Task instructions:
Lay out the rows below as a JSON list of strings, one string per line and no strings for blank lines. Leave the pictures out.
■ ■ ■ ■ ■
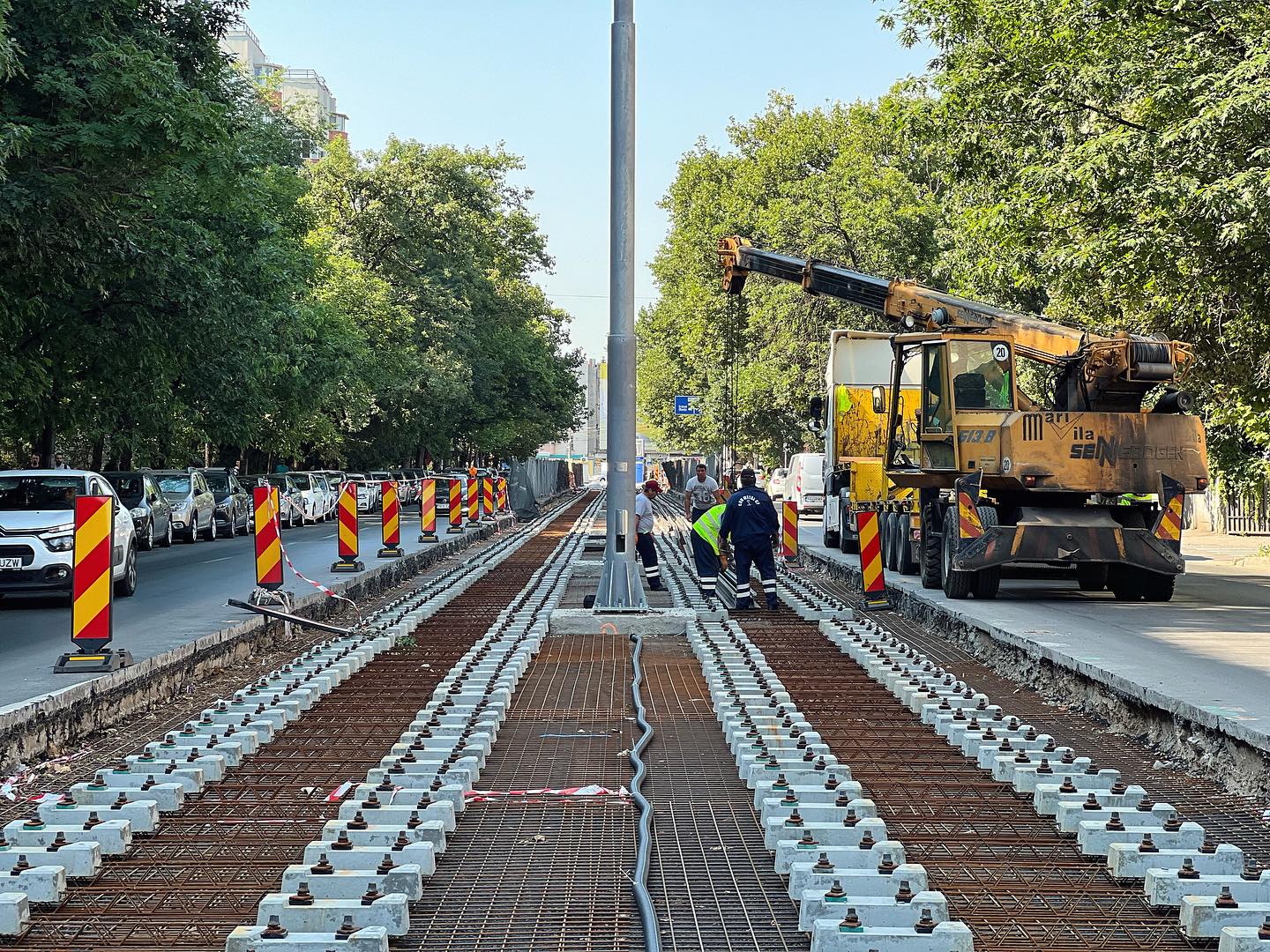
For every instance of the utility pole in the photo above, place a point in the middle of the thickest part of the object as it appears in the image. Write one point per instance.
(620, 587)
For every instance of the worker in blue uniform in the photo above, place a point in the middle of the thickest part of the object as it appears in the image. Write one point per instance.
(750, 519)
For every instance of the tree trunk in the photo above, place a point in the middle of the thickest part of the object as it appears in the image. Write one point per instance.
(46, 443)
■ ■ ■ ■ ■
The result:
[
  "For every instance of the utility pole in the photo above, place a point in the middle of the thickest part of the object as it appears in the image. Write one point per instance.",
  "(620, 587)",
  "For every instance of the worker in blue uniform in the photo above, place a point in the middle of the thickest part of the object as it appears in the image. Write one point per instance.",
  "(750, 519)",
  "For every instance of the tree trunk in the photo above, place a point in the middle of the thickest part of the object as it appears in the image. Write one point per instance.",
  "(46, 443)"
]